(Beginning of Material shown)

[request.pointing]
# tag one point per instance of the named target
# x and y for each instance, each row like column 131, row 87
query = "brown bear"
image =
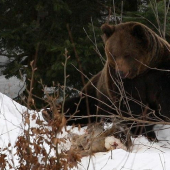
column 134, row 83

(End of Material shown)

- [Your objective]:
Determine how many lines above contain "instance" as a word or string. Give the number alone.

- [Output for this task]:
2